● **EXTRACT TO READ**
- - - -

When will Poland publish its national CRA implementing law in the Dziennik Ustaw?

The CRA is an EU Regulation with direct effect, so Poland does not need to transpose it into national law for the substantive obligations to apply on 11 December 2027. What Poland does need to publish before 11 June 2026 is an implementing instrument (likely an ustawa or rozporządzenie) that formally designates the CRA market-surveillance authority, the notifying authority for conformity-assessment bodies, and the national single point of contact, and sets the Polish fines scale within the CRA's EU-level ceilings. The Ministerstwo Cyfryzacji has been running the consultation. As of mid-2026, no CRA-specific instrument has appeared in the Dziennik Ustaw. Watch around the 11 June 2026 framework deadline, and treat any earlier industry attribution of authorities as provisional until that text lands.

Do I need to translate everything into Polish for B2B sales?

For products placed on the Polish market with end users in Poland, yes. The CRA requires user information in Polish. Articles 7 and 7a of the 1999 Polish Language Act independently require Polish in consumer-product naming, warranty terms, instructions for use, and product-property information. B2B sales between professionals have some flexibility on contract language, but the CRA obligation does not distinguish on this basis once the product is placed on the Polish market. Plan to deliver Polish user information, Polish support-period disclosure, and Polish manufacturer contact details across both consumer and professional channels. Trademarks, scientific terminology, and customary technical terms are explicitly exempt from the Polish-language requirement.

Can FENG or KPO funds pay for my CRA compliance tooling?

FENG yes, where the work is genuine innovation or production-process digitalisation. Priority 5 was introduced through the 2025 FENG/STEP change and covers cybersecurity, and the Digital Transformation and Environment-Friendly Fund inside FENG opens SME loan applications in Q3 2026. Pure compliance work (audits, conformity-assessment fees) is harder to fit. KPO is in its closing NextGenerationEU window with project execution due 31 August 2026 and final payment requests due 30 September 2026, so it is not a viable planning vehicle for the 11 December 2027 deadline.

I ship from Poland into other EU Member States. Where do I report incidents?

- - - -

● **SUPPLIED RECORDS**

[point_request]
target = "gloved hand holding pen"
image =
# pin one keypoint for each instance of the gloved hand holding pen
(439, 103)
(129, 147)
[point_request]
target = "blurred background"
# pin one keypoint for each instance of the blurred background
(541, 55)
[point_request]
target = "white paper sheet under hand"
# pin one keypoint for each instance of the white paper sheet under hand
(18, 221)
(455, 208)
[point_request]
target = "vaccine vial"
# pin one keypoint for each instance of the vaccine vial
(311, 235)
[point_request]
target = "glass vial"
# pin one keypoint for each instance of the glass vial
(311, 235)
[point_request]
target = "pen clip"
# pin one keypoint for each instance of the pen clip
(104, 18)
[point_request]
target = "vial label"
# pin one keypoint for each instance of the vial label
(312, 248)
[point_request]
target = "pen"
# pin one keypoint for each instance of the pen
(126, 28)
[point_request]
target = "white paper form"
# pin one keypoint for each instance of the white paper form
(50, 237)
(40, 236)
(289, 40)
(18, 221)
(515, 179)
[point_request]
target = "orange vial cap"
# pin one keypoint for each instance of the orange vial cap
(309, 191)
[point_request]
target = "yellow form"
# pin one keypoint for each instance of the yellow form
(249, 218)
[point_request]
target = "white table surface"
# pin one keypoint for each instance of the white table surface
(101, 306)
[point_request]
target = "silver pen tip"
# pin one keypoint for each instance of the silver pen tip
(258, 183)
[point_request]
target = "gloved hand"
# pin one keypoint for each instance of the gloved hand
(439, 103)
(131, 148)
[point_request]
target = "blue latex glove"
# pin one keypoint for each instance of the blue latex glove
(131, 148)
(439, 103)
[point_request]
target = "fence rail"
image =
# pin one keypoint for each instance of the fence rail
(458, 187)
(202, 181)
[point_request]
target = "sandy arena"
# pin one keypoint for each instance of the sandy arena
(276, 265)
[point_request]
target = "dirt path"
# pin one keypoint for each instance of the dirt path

- - - -

● **WORK ORDER**
Write the next part of the FAQ on Poland's Cyber Resilience Act obligations, starting right after its last question. The rows are separate material and are not part of the Polish CRA FAQ.

● **RESULT OF THIS TASK**
Through CSIRT NASK, regardless of which Member States you ship into. The CRA ties notification routing to main establishment, not to per-shipment destination. The language obligation does fan out per market: German-language product information for products shipped to Germany, Czech-language for products shipped to the Czech Republic, and so on. Pre-stage at least the most-requested technical-documentation sections in a widely-used working language to absorb cross-border reasoned requests from other Member States' market-surveillance authorities.

For Polish manufacturers preparing for 11 December 2027

  1. Confirm your manufacturer obligations using the manufacturer cluster guide.
  2. Verify your main establishment is in Poland and document the rationale. The location of cybersecurity decision-making, not the registered office, is what matters.
  3. Map your CRA reporting flow to CSIRT NASK, with a tested submission to the ENISA single reporting platform once it goes live on 11 September 2026.
  4. Run a KSC self-identification check by 3 October 2026 if you are also a key or important entity. Treat KSC and CRA as two separate compliance streams that share the CSIRT NASK routing but not the obligations.
  5. If your conformity-assessment route needs a notified body, scope PCA-accredited bodies as the home option, plus a cross-border alternative. Watch the Dziennik Ustaw for the Polish notifying-authority designation.
  6. Translate user instructions into Polish under the 1999 Act. Add per-market translations for any other EU Member States you ship into.
  7. Scope FENG Priority 5 and the Digital Transformation Fund against any cybersecurity-tooling investment. Do not plan against KPO for 2027 obligations.
  8. Read the supplier due diligence questionnaire for the manufacturer-side component-due-diligence framework.

This article is for informational purposes only and does not constitute legal advice. Consult qualified legal counsel for specific CRA compliance guidance.